> _Passage cité_
-.-.-
Les produits en cause
Les compléments alimentaires visés par les arrêts ne doivent plus être fabriqués et commercialisés. Si tel n’était pas le cas, l’Ordre aurait la faculté d’engager des procédures pour faire respecter les décisions de justice.
– Cour d’appel d’Orléans, 2 février 2010 (contre les laboratoires Fenioux) :
Immunostim (cartilage de requin), Maïtake, Macasoyam et Yam Proactif (maca, soja et yam), Millepertuis fort, Camu Camu, Shii-Ta-Ke, Prostapalm (sabal), Harpagophytum, Ginkgo biloba,
Aubépine, Orthosiphon, Valériane, Chrysanthemum parthenium, Bourgeon de pin, Eleuthérocoque, Millepertuis-Mélisse, Ginseng, Kawa-Kawa, Boldo, Bourdaine…
– Cour d’appel de Lyon, 18 février 2010 :
Vitamine C 1000 Vitarmonyl, magnésium B1, B2, B6 Vitarmonyl, Sirop « Cocktail naturel aux plantes, bien-être de la gorge et des voies respiratoires » Natessance de l’Institut Plantes et Natures, et l’Elixir circulation Naturland.
– Cour d’appel de Lyon, 18 février 2010 (contre Arkomedika) :
Extrait fluide articulation (composé d’harpagophytum, d’ortie, de saule blanc et de feuilles de cassis) ; Extrait fluide détente (composé d’aubépine, de passiflore, d’oranger et de lavande), Extrait fluide circulation (composé de cyprès, de mélilot, d’hamamélis, et de marronnier d’Inde). Il est reproché à ces références vendues en pharmacie de correspondre à la définition du médicament sans posséder d’AMM.
3 questions au Pr Luc Cynober
Dans votre livre « La vérité sur les compléments alimentaires », vous qualifiez les compléments alimentaires de phénomènes de société ou de mode. Ce marché va-t-il décliner ?
Luc Cynober : Ce phénomène va perdurer. La population vieillit et veut rester le plus longtemps possible en bonne santé. Les compléments alimentaires offrent du rêve et les gens ont envie de rêver. Le phénomène est aussi lié au coût de notre système de santé. Il y a un intérêt à ne pas rembourser et donc à ne pas classer certains produits comme des médicaments.
-.-.-
> _Objectif de l'exercice_
Prolongez le texte sur les compléments alimentaires en reprenant juste après sa dernière phrase.

> _Données fournies_
-.-.-
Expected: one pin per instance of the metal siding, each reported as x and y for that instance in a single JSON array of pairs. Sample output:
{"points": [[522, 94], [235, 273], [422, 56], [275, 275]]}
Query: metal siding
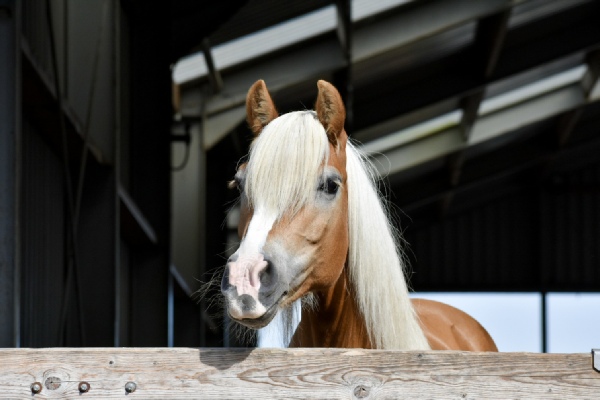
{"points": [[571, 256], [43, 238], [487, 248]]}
-.-.-
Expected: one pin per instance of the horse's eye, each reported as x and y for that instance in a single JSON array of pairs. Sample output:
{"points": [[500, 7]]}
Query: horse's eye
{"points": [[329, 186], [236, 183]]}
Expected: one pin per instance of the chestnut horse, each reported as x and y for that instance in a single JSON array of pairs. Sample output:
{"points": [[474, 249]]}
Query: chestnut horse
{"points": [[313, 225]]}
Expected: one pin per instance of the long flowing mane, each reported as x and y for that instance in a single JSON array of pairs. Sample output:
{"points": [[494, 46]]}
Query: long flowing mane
-.-.-
> _Réponse ci-dessous_
Vous dénoncez l’opacité du marché des compléments alimentaires. Ces produits sont pourtant réglementés.
L.C. : Le problème est de faire respecter la législation en vigueur. En France, nous sommes très vigilants et sourcilleux en termes d’allégations sur les compléments alimentaires. Mais on pourrait peut-être améliorer l’information sur ces produits. Il serait bien que l’Agence française de sécurité sanitaire des aliments publie un récapitulatif annuel de ses avis sur les compléments alimentaires.
Outre leur composition et leur emploi, quels dangers peuvent présenter les compléments alimentaires ?
L.C. : Ils ne doivent pas remplacer ou retarder un traitement médicamenteux. Les consommateurs doivent être attentifs aux allégations, souvent très fortes, sur ces produits. Ils ne sont pas une fontaine de Jouvence !
* Professeur de nutrition, responsable du département de biologie expérimentale, métabolique et clinique de la faculté de pharmacie de Paris-Descartes et du service de biochimie des hôpitaux Cochin et Hôtel-Dieu.